Répondez, s'il vous plaît, à ces questions sur l'extrait consacré à Eugène :
(a) Où Eugène se trouvait-il lorsque le pape fut enlevé de Rome ?
(b) D'après ce que Napoléon avait écrit, que devait-il arriver à l'Autriche si elle bougeait ?
(c) De quel commandement Napoléon chargea-t-il finalement le vice-roi ?

> [Texte fourni]:
****************

Trop longtemps mêlé à ces déplorables affaires, Eugène eut au moins le bonheur de ne pas participer à ce qu’elles eurent de plus odieux. Lorsque le pape fut enlevé de Rome, il se trouvait transporté bien loin de là sur un théâtre plus digne de lui. L’Autriche, dont Napoléon lui écrivait naguère que, si elle bougeait, elle serait écrasée avant d’avoir pu réunir une armée, l’Autriche, encouragée par les signes non équivoques de la décadence morale dont l’empire français était déjà attaqué au milieu de ses prospérités apparentes, par la résistance des Espagnols et par le soulèvement de l’opinion publique contre l’oppresseur de l’Europe, venait de reprendre les armes et d’engager une lutte nouvelle, où elle devait encore succomber, mais qui mit en péril l’existence de son terrible adversaire. Napoléon, surpris au début de la guerre et réduit à faire usage de toutes ses ressources, se décida enfin à charger le vice-roi du commandement de l’armée qui devait défendre l’Italie.

****************

Entrées enregistrées:
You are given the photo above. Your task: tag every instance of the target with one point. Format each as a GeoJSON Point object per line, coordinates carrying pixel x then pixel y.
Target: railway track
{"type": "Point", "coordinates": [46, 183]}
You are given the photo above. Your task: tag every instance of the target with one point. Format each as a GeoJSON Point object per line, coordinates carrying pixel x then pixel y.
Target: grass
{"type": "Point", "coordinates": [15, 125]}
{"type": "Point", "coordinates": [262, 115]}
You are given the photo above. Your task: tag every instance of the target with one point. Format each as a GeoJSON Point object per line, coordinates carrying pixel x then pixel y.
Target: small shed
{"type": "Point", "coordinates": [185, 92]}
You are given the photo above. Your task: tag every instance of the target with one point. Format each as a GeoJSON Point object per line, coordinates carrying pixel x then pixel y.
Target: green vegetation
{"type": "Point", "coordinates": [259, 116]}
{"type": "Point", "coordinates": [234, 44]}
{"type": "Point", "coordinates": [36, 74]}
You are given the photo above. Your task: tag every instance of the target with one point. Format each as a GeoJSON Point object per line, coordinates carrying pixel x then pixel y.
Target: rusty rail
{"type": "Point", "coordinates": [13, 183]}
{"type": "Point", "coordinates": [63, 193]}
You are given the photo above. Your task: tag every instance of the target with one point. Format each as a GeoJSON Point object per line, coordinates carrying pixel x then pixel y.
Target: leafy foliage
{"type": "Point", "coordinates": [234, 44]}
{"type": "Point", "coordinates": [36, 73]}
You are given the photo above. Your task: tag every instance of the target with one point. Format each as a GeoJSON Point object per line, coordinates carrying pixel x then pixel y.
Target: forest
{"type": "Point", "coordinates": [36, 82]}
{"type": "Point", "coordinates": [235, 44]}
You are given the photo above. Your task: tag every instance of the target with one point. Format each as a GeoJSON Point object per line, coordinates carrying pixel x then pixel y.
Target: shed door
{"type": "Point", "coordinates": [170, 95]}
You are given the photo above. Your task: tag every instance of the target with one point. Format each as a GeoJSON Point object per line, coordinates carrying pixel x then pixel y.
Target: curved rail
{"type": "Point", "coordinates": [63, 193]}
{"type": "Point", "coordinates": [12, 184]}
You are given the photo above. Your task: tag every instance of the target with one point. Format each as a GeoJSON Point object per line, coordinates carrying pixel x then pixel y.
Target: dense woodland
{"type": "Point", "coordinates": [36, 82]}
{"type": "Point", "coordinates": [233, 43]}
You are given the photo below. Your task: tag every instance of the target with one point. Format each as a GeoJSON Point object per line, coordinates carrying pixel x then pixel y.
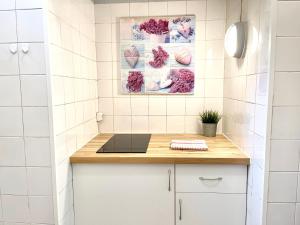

****************

> [Réponse complète]:
(a) Il se trouvait transporté bien loin de Rome, sur un théâtre plus digne de lui.
(b) Elle serait écrasée avant d'avoir pu réunir une armée.
(c) Du commandement de l'armée qui devait défendre l'Italie.